===== Extracted text

Skeie GO, Pandey JP, Aarli JA, Gilhus NE. TNFA and TNFB Polymorphisms in Myasthenia Gravis. Arch Neurol. 1999;56(4):457-461. doi:10.1001/archneur.56.4.457
Copyright 1999 American Medical Association. All Rights Reserved. Applicable FARS/DFARS Restrictions Apply to Government Use.1999
Tumor necrosis factor (TNF) α and TNF-β are proinflammatory cytokines thought to be involved in the pathogenesis of myasthenia gravis (MG).
To examine whether TNF polymorphisms are associated with MG, MG subgroups, and the presence of titin and ryanodine-receptor antibodies.
Patients and Methods
We did genotyping on 30 patients with MG and 92 healthy blood donors for 2 biallelic TNFA polymorphisms (G to A at positions −238 and −308) and 1 TNFB polymorphism (NcoI digestive site) using methods based on the polymerase chain reaction.
Patients with thymoma were typically homozygous for both the TNFA*T1 and the TNFB*2 alleles, but patients having an early onset of MG without thymoma were carriers of the TNFA*T2 and TNFB*1 alleles. Patients without thymoma who had the titin antibody had the same high frequency of TNFA*T1 and TNFB*2 as patients with thymoma, whereas patients without the titin antibody carried the same allele, TNFA*T2 and TNFB*1, regardless of age and thymic disease. No association was found with acetylcholine-receptor levels or disease severity for any of the TNFA or TNFB polymorphisms.
Patients having MG, including those with thymoma, who have the titin antibody are most often homozygous for the TNFA*T1 and TNFB*2 alleles, whereas the presence of the TNFA*T2 and TNFB*1 alleles correlates with early-onset MG and the absence of titin antibodies.
MYASTHENIA gravis (MG) is an autoimmune disease caused by autoantibodies directed against the nicotinic acetylcholine receptor (AChR) of the muscle endplate.1 That genetic factors are important for MG susceptibility is shown by familial and twin studies.2,3 A susceptibility gene for early-onset MG is associated with haplotypes HLA-A1, B8, and DR3, and the relevant gene has been mapped to lie between B8 and the gene coding for tumor necrosis factor (TNF) α.4,5 The TNFA and TNFB genes are located between the complement cluster region and the HLA-B gene in the major histocompatibility class III region on chromosome 6.6 Tumor necrosis factors α and β are pluripotent proinflammatory cytokines that have been implicated in the pathogenesis of several autoimmune diseases, including MG.7- 9 The cytokine TNF-α is secreted by macrophages, and TNF-β is secreted by T cells, especially helper cells and some cytotoxic cells. Serum specimens from patients having MG contain increased levels of TNF-α,10 and patients having MG have an increased number of cells expressing messenger RNA for TNF-α in peripheral blood.11
Two polymorphisms in the promotor region of the TNFA gene could be important in regulating gene transcription and TNF-α secretion.8,12 One biallelic TNFA polymorphism involves a single base change from G to A at position −308 in the promotor region of the gene. The less common TNFA allele, T2 (A−308), is associated with the HLA-A1, B8, and DR3 alleles, and T1 (G−308) is associated with the DR4 and DR6 alleles.13,14 A second TNFA polymorphism also involves a G-to-A base change, at position −238 of the gene. The uncommon TNFA allele (A−238) is associated with 2 extended haplotypes: HLA-B18-BFF1-DR17.2 and HLA-B57-C4A6,DR7.2-DQw9.12 The TNFB gene contains an NcoI diallelic restriction fragment length polymorphism in the first intron, which influences the level of TNF-β production.15,16
We undertook this study to examine whether the different TNFA and TNFB polymorphisms are associated with different subgroups of patients who have MG and to see whether such polymorphisms reflect differences in the skeletal muscle autoantibodies within the group of patients with MG.

==========

> [Prompt 1]:
In the myasthenia gravis article, how many patients with MG and how many healthy blood donors were genotyped?
> [Prompt 2]:
Carry on the myasthenia gravis article from the point where it ends.

===== Data supplied

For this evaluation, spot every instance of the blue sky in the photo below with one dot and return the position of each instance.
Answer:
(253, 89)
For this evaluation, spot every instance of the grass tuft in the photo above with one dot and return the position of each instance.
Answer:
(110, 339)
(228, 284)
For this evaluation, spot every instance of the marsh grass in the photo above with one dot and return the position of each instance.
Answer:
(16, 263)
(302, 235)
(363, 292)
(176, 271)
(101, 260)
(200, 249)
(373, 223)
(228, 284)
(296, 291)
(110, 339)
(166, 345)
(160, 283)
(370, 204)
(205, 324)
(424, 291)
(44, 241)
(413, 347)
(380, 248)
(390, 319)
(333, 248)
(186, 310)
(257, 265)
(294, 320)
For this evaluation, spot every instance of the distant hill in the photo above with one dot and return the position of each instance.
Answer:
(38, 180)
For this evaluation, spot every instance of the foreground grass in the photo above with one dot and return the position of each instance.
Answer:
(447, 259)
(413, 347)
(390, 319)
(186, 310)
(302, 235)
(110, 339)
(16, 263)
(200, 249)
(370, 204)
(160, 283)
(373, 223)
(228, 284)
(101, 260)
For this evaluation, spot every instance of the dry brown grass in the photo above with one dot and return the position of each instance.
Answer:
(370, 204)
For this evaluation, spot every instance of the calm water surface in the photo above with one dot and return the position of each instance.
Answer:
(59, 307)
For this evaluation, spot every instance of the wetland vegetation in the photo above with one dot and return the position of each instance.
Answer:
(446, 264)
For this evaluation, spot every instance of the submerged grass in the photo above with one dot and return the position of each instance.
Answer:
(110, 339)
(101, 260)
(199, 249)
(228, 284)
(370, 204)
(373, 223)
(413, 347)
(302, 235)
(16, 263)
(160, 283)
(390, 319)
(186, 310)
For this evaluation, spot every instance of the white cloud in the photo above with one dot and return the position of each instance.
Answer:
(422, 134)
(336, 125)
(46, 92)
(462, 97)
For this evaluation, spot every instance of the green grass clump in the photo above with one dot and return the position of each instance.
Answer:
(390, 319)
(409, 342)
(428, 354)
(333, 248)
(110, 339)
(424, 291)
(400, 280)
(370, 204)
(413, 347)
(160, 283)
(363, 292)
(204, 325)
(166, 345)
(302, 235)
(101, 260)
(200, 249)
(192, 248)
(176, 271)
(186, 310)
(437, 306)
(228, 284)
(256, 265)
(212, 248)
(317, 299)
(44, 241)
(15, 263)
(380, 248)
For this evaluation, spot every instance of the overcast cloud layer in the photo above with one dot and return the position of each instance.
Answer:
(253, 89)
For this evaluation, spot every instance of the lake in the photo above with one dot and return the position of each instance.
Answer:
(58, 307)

==========

> [Expected answer 1]:
30 patients with MG and 92 healthy blood donors.

> [Expected answer 2]:
The study included 30 patients with MG and 92 healthy blood donors, all white Norwegians. The diagnosis of MG was based on typical clinical features, the presence of AChR antibodies in all patients, a positive result on the edrophonium chloride test, and the findings of neurophysiological examinations (decrement >10% at 3 Hz after repetitive motor nerve stimulation and increased jitter on single-fiber electromyography). Seven patients had a thymoma (lymphoepithelioma), 13 had late-onset nonthymoma MG (onset of MG symptoms at 40 years or older), and 10 had early-onset MG (onset at younger than 40 years). All patients with MG who had a thymoma had had a thymectomy. The 5 patients with early-onset MG who had had a thymectomy had thymic hyperplasia, and the 7 patients with late-onset MG who had had a thymectomy had thymic atrophy. A thymoma was excluded by computed tomographic scan of the mediastinum in the 11 patients who had not had a thymectomy. Seventeen patients used immunosuppressive treatment—prednisone in 10 patients and prednisone plus azathioprine in 7 patients. Four patients had an additional autoimmune disease: Sjögren disease (n=1), diabetes mellitus (n=1), rheumatoid arthritis (n=1), and systemic lupus erythematosus (n=1).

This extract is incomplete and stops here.